#### Items from a labeling collection:

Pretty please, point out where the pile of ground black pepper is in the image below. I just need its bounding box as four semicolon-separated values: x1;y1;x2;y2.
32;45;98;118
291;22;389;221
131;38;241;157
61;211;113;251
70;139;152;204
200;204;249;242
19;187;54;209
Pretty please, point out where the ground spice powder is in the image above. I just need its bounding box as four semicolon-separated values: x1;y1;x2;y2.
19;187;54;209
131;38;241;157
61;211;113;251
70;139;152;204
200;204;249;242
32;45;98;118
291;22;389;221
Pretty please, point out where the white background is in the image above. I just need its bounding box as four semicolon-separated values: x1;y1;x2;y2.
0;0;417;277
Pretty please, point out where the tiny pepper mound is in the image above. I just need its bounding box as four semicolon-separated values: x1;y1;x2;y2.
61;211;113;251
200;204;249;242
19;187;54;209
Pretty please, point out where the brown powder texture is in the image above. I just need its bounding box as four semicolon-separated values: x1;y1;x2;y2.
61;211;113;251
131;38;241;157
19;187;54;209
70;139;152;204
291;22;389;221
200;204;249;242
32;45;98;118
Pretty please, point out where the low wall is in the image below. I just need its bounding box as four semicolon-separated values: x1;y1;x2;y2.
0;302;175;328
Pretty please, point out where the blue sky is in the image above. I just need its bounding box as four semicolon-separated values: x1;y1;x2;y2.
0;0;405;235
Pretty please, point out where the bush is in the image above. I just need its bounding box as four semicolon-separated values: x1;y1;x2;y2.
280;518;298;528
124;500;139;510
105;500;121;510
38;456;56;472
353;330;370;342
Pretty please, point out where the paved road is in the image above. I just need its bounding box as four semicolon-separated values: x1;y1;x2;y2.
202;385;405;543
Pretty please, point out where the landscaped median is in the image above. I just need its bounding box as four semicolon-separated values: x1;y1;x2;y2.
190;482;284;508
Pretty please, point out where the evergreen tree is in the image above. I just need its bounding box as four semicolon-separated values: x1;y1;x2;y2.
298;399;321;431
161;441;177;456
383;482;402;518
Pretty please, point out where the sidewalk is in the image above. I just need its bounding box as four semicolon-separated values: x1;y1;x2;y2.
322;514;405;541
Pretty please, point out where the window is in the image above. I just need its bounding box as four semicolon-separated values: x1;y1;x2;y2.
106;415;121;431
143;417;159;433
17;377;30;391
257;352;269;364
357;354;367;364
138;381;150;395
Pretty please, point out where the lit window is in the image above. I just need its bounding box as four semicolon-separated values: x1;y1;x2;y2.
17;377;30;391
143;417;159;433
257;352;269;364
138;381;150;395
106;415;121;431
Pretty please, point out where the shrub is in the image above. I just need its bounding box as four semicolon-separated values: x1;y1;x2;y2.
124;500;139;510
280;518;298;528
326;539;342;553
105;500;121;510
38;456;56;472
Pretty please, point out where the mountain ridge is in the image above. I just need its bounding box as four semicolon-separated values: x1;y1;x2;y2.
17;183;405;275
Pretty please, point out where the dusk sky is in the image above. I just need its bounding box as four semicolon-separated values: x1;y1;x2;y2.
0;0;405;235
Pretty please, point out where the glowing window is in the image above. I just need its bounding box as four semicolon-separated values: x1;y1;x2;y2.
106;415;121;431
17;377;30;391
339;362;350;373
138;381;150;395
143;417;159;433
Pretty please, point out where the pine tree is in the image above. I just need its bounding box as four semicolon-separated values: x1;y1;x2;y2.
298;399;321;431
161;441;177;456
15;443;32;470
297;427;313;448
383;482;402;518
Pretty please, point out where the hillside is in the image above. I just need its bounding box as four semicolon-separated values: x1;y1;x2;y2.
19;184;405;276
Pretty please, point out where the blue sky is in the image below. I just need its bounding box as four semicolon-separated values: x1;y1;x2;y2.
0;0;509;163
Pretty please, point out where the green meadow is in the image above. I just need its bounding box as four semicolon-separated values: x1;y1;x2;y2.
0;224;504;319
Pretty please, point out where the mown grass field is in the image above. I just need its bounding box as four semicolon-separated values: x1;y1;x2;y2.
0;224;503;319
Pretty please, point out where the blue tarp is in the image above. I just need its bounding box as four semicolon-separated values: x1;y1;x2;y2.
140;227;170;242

#### TASK STATEMENT:
Format all of the material above as a two-column CSV headed input and output, with each text and its answer on one row. Put every field in quotes and replace line breaks with spaces.

#### COMPLETE ANSWER:
input,output
"Pretty please, point out where the pile of ground black pepper is in the image below. I just need its bounding box as four semicolon-separated values: x1;y1;x2;y2.","32;45;98;118 291;22;389;221 131;38;241;157 61;211;113;251 70;139;152;204 200;204;249;242 19;187;54;209"
"Pretty please, point out where the ground spice powder is in the image above. I just need its bounding box as four semicolon-separated values: x1;y1;x2;y2.","19;187;54;209 131;38;241;157 61;211;113;251 70;139;152;204 200;204;249;242 32;45;98;118 291;22;389;221"
"Pretty please, point out where the white background is in the image above. I just need its bounding box as four semicolon-separated values: x1;y1;x2;y2.","0;0;417;277"
"Pretty please, point out where the tiny pepper mound is in the image above. I just need its bounding box as four semicolon-separated values: x1;y1;x2;y2.","61;211;113;251 200;204;249;242 19;187;54;209"
"Pretty please, point out where the brown powder texture is in the image above. I just need its bounding box as four semicolon-separated values: x1;y1;x2;y2.","61;211;113;251 131;38;241;157 19;187;54;209 70;139;152;204 291;22;389;221 200;204;249;242 32;45;98;118"
"Pretty please, point out where the low wall is in the image below. I just need its bounding box as four semicolon-separated values: x1;y1;x2;y2.","0;302;175;328"
"Pretty please, point out where the blue sky is in the image above. I just need its bounding box as four semicolon-separated values: x1;y1;x2;y2.","0;0;405;235"
"Pretty please, point out where the bush is in the image above. I just need its bounding box as four semicolon-separated values: x1;y1;x2;y2.","280;518;298;528 124;500;139;510 105;500;121;510 38;456;56;472 353;330;370;342"
"Pretty please, point out where the paved road is in the image above. I just need its bounding box as four semicolon-separated values: x1;y1;x2;y2.","202;385;405;543"
"Pretty please, point out where the landscaped median is in the image above. I just need its bounding box as four semicolon-separated values: x1;y1;x2;y2.","190;482;284;508"
"Pretty please, point out where the evergreen tree is in the image above. I just need its bounding box as four semicolon-separated values: x1;y1;x2;y2.","298;399;321;431 161;441;177;456 383;482;402;518"
"Pretty please, point out where the sidewalk is in the image above. I just need its bounding box as four semicolon-separated values: x1;y1;x2;y2.","322;514;405;541"
"Pretty please, point out where the window is in the image above. I just need its bounding box as four semicolon-separated values: x1;y1;x2;y2.","106;415;121;431 143;417;159;433 17;377;30;391 257;352;269;364 357;354;367;364 138;381;150;395"
"Pretty please, point out where the lit window is in the image above. I just need its bounding box as four semicolon-separated values: x1;y1;x2;y2.","17;377;30;391 143;417;159;433 257;352;269;364 138;381;150;395 106;415;121;431"
"Pretty please, point out where the shrub is in the image above. I just need its bounding box as four semicolon-separated values: x1;y1;x2;y2.","124;500;139;510 280;518;298;528 326;539;342;553 105;500;121;510 38;456;56;472"
"Pretty please, point out where the mountain ridge is in the image above. I just need its bounding box as four semicolon-separated values: x1;y1;x2;y2.","17;183;405;275"
"Pretty please, point out where the dusk sky is in the image above. I just need its bounding box as four semicolon-separated values: x1;y1;x2;y2.","0;0;405;235"
"Pretty please, point out where the glowing window is in the image above. I just need its bounding box as four semicolon-separated values: x1;y1;x2;y2.","106;415;121;431 17;377;30;391 339;362;350;373 138;381;150;395 143;417;159;433"
"Pretty please, point out where the pine tree is in the image above. I just need its bounding box as four semicolon-separated values: x1;y1;x2;y2.","298;399;321;431 161;441;177;456 15;443;32;470 297;427;313;448 383;482;402;518"
"Pretty please, point out where the hillside is in the image above. I just need its bounding box as four semicolon-separated values: x1;y1;x2;y2.","19;184;405;276"
"Pretty please, point out where the blue sky is in the image below. I just need its bounding box as four semicolon-separated values: x1;y1;x2;y2.","0;0;509;163"
"Pretty please, point out where the green meadow is in the image above. I just need its bounding box as four semicolon-separated values: x1;y1;x2;y2.","0;224;504;319"
"Pretty please, point out where the mown grass field is in the image above. I just need its bounding box as four semicolon-separated values: x1;y1;x2;y2.","0;224;503;319"
"Pretty please, point out where the blue tarp is in the image above. I just need its bounding box as four semicolon-separated values: x1;y1;x2;y2.","140;227;170;242"